A product of Fuzzu, a Vermont designer of pet toys. I’d say maker, but for Bernie at least that occurred in China. Bernie isn’t alone — well, he was when I found him, but had he been separated, a la Toy Story, from the rest of the Fuzzu stable? Joe, Kamala, Donald, Mike, Hillary, Bill and Rootin’ Tootin’ Putin.

Mike? The former Mayor Bloomberg, it seems, since on his back is “Pop Cop.”

Now Bernie joins my small collection of presidential ephemera: postcards, a few buttons, my Franklin Pierce bobblehead and William Henry Harrison Pez dispenser and Eugene V. Debs ribbon. My definition of presidential is pretty broad, and certainly includes serious if quixotic candidates for the nomination.

Thursday Cha-Chings

Ann came home for spring break today. I offered to subsidize her expenses on a romp somewhere, even a mild sort of romp like my spring breaks of yore, such as to cloudy St. Petersburg, Florida, where we stayed at the condo belonging to the grandmother of one of our party (she wasn’t there) and found one of Vaughn Meader’s Kennedy records stashed away in her record collection. But Ann preferred to come here.

Remarkably, the fellow who produced The First Family in 1962, one Bob Booker, is still alive at 92, at least according to Wiki. Of course, he was only 31 then.

Saw this phrase at a supermarket recently, on banners hanging from the ceiling. Cha- ching!

The point in this case was to persuade shoppers that the store offers low, low prices. Save some cha-ching here or some such. I think most people understand that the phrase refers to cash register noise, and thus hard cold cash in one way or another, but it made me wonder how many people any more have even heard a cash register make a sound like that?

Because I am of a certain age, I have. I’m pretty sure the dime store I patronized ca. 1970 still had mechanical registers. But that was long ago, and even then the sound was a little old-timey. Now even the smallest stores in the nation’s remote backwaters use electronic registers, whose signature sound is a muffed beep-beep-beep that’s weak tea when it comes up to conjuring up images of drawers full of money. And yet cha-ching! lives on. Just another shiny bit in the jewel cave of English.

One more pic from Devon Ave. in Chicago on Sunday.

The mural is just outside the entrance to Cary’s, the bar I went to. As far as I saw, this was the only reference to Alice in Wonderland around. Why is it there? Why not?

Street View tells me that this small mural is a recent addition, too. It wasn’t there the last time the All-Seeing Eye passed by in November 2022. The bar’s wonderful neon sign has been there longer, appearing sometime between August 2007 (the first image available) and May 2009. That was a period of economic disruption, so maybe the bar did well enough to spring for the sign.

This from the NYT today: “President Biden has selected his education secretary, Miguel Cardona, to be the so-called designated survivor during Thursday night’s State of the Union address, a grim moniker meant to ensure at least one decision maker survives if a calamity were to wipe out the nation’s leadership assembled at the Capitol for the speech.”

Grim moniker, huh? Journalism might be a sickly industry, but journalese turns of phrase live on. Hard to imagine anyone actually saying that.

As for the office, the Secretary of Education is 15th in line to become president (vice president being first), which means that “designated survivor” is probably the only ghost of a chance of succeeding to the top spot, without the usual rarefied politicking of a presidential run, that the Secretary of Education has.

* Record list:
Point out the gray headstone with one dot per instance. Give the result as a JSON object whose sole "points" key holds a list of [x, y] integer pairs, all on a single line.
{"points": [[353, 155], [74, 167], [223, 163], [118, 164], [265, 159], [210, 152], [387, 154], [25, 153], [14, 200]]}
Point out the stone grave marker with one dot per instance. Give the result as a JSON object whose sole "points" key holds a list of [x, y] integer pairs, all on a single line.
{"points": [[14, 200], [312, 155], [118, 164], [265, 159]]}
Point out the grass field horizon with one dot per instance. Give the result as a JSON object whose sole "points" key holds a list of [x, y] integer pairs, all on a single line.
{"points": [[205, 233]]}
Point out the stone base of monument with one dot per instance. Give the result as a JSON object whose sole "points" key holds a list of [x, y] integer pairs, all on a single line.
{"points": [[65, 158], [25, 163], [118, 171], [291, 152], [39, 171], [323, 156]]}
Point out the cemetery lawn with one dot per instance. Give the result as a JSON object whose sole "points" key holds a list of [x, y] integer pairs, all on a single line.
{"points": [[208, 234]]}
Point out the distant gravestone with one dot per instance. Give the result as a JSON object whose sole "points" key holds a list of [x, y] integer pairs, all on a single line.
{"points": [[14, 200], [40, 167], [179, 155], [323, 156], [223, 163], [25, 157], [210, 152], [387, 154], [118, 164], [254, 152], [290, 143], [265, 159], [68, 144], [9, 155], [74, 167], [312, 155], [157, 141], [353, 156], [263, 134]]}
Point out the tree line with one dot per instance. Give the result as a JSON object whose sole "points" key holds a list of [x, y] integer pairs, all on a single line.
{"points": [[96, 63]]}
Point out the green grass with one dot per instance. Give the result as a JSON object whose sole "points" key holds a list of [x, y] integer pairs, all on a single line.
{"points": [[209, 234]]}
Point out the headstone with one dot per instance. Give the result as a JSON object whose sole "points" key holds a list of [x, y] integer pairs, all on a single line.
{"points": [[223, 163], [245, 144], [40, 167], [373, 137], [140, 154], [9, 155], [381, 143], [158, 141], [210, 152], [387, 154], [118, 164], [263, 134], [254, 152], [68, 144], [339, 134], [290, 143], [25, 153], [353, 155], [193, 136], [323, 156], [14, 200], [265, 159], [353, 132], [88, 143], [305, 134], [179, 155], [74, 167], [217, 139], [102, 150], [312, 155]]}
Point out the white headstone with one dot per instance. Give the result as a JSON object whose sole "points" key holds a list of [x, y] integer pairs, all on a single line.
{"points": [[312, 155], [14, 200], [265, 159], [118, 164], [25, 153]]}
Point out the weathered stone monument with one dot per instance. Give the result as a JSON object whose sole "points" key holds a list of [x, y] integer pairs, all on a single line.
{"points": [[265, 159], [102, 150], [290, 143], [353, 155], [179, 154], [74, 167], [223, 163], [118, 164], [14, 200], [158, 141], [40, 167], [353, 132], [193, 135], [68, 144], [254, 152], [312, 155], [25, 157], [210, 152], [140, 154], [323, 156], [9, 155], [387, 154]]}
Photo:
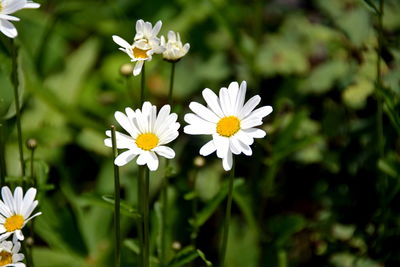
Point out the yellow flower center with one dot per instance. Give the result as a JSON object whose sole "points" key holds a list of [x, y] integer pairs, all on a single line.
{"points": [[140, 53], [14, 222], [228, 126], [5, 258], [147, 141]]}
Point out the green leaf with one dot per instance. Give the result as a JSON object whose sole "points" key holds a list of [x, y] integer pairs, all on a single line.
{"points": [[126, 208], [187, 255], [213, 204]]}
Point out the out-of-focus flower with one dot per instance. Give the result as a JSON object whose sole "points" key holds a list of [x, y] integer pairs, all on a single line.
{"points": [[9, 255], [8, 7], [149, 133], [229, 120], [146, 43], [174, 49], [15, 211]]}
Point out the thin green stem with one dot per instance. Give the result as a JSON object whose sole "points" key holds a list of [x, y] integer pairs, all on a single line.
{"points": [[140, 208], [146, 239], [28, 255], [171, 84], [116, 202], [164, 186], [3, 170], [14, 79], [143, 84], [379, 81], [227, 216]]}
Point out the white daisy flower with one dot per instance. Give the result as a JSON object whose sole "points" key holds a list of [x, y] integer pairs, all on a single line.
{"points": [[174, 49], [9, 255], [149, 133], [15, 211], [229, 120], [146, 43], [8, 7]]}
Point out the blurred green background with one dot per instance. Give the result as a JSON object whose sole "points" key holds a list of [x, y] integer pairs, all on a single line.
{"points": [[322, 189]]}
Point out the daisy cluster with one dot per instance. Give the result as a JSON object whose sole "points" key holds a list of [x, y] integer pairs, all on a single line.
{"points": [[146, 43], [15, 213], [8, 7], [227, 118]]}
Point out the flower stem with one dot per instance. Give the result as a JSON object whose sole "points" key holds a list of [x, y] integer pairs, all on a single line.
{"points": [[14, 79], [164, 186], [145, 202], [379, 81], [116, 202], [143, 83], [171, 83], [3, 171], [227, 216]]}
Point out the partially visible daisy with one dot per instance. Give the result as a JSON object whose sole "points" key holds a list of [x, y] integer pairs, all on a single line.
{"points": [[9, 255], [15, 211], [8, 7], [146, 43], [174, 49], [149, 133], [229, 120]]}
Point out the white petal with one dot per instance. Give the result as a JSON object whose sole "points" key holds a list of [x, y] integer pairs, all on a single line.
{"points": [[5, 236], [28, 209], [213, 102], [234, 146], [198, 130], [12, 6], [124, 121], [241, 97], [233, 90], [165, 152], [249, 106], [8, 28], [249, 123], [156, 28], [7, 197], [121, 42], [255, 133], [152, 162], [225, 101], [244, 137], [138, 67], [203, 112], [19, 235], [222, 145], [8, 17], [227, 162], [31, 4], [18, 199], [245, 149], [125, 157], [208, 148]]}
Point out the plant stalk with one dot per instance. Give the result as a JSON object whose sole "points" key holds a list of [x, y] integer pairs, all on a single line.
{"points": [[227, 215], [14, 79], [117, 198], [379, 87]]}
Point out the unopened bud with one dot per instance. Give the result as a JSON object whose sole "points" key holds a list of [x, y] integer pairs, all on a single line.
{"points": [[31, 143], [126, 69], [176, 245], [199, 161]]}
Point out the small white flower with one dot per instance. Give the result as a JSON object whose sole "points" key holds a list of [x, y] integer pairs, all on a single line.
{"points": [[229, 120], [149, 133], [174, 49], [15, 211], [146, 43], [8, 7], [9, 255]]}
==
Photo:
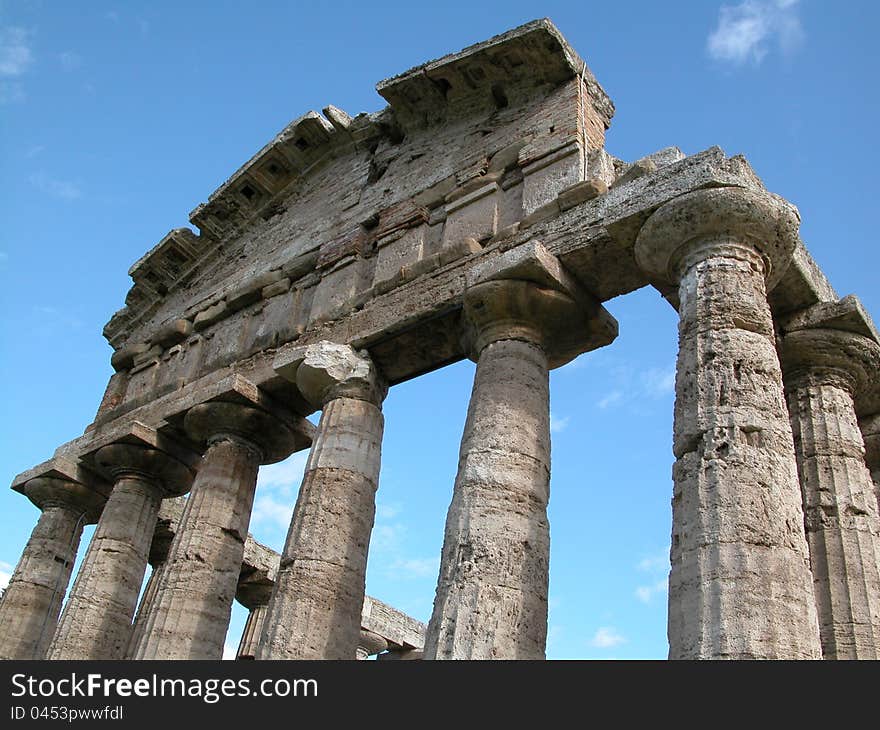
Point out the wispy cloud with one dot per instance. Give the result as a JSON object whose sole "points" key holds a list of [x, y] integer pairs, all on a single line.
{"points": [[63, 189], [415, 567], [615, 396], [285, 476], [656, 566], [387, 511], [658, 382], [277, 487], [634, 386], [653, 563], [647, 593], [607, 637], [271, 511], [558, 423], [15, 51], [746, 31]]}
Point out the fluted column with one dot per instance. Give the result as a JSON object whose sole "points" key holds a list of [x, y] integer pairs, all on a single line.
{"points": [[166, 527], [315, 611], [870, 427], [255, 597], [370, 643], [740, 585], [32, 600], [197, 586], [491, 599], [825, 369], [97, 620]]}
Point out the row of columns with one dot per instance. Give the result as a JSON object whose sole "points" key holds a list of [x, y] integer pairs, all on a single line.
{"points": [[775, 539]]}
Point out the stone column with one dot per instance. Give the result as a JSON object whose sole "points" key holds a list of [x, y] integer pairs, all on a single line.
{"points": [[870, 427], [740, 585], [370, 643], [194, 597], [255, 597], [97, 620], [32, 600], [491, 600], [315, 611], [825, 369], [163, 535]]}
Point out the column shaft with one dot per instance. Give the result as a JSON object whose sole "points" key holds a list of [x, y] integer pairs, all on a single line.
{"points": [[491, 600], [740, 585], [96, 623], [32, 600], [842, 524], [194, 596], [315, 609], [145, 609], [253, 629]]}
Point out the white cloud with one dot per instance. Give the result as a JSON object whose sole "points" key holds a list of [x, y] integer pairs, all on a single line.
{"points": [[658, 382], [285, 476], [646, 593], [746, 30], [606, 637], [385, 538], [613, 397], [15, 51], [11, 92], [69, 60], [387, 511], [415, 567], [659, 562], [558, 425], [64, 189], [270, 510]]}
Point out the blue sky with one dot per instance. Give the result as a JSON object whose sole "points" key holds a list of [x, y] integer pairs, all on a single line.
* * *
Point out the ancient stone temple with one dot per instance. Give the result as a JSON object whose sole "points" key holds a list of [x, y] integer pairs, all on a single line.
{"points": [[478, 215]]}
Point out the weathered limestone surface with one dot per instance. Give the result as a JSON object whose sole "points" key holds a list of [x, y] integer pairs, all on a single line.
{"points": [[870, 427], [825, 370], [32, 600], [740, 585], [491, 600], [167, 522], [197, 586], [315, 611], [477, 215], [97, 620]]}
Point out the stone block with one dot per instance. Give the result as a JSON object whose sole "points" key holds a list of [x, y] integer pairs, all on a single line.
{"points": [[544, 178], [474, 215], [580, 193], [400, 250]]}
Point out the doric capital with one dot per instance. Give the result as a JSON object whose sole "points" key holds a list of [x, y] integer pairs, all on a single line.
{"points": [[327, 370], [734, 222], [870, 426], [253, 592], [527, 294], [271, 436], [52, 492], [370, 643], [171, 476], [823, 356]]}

* Aim 1: In the blog post, what items make up the writer's collection of presidential ephemera before Bernie joins it? List them all.
* Aim 2: According to the blog post, who did President Biden select as the designated survivor for Thursday night's State of the Union address?
* Aim 3: Repeat word for word the passage of the blog post that opens with "Ann came home" and closes with "to come here.".

* Full output 1:
- Postcards
- A few buttons
- A Franklin Pierce bobblehead
- A William Henry Harrison Pez dispenser
- A Eugene V. Debs ribbon

* Full output 2: His education secretary, Miguel Cardona.

* Full output 3:
Ann came home for spring break today. I offered to subsidize her expenses on a romp somewhere, even a mild sort of romp like my spring breaks of yore, such as to cloudy St. Petersburg, Florida, where we stayed at the condo belonging to the grandmother of one of our party (she wasn’t there) and found one of Vaughn Meader’s Kennedy records stashed away in her record collection. But Ann preferred to come here.